_DATA TO USE_
..........
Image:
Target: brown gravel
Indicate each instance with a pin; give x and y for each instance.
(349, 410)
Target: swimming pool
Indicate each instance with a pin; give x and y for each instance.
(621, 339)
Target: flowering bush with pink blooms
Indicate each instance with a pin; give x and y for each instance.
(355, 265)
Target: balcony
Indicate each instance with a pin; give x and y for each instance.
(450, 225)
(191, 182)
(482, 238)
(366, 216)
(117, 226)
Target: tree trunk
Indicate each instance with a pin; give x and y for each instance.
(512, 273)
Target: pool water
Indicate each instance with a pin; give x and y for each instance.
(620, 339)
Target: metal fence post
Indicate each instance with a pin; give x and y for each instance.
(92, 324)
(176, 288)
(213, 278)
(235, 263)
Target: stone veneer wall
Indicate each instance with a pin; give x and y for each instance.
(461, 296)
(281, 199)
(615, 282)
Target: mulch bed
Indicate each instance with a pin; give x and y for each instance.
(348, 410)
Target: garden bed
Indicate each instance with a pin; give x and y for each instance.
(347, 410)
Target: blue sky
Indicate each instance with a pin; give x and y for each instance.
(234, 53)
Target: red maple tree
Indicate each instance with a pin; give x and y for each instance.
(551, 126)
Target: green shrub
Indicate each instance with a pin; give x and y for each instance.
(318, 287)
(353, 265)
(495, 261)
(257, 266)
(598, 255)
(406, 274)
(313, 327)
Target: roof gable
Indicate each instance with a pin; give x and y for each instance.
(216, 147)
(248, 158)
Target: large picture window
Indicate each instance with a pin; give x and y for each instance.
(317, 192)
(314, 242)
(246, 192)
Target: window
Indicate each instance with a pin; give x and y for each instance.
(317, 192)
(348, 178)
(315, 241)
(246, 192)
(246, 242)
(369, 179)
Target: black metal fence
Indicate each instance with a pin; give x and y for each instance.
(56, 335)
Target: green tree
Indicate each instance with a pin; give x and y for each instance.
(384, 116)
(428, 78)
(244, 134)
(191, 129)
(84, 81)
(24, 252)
..........
_WHAT IS EXPECTED_
Taking the lines above, repeat exactly those from the line that contains "Target: swimming pool" through the line that contains "Target: tree trunk", and both of those lines as well. Include nothing else.

_THE COMPLETED TASK_
Target: swimming pool
Indicate each instance with a pin; give x and y for each instance.
(621, 339)
Target: flowering bush with pink blooms
Indicate each instance with a pin; give x and y for each instance.
(355, 265)
Target: balcony
Indicate each instance with a pin; give x and y for each instance.
(450, 225)
(191, 182)
(482, 238)
(366, 216)
(117, 226)
Target: tree trunk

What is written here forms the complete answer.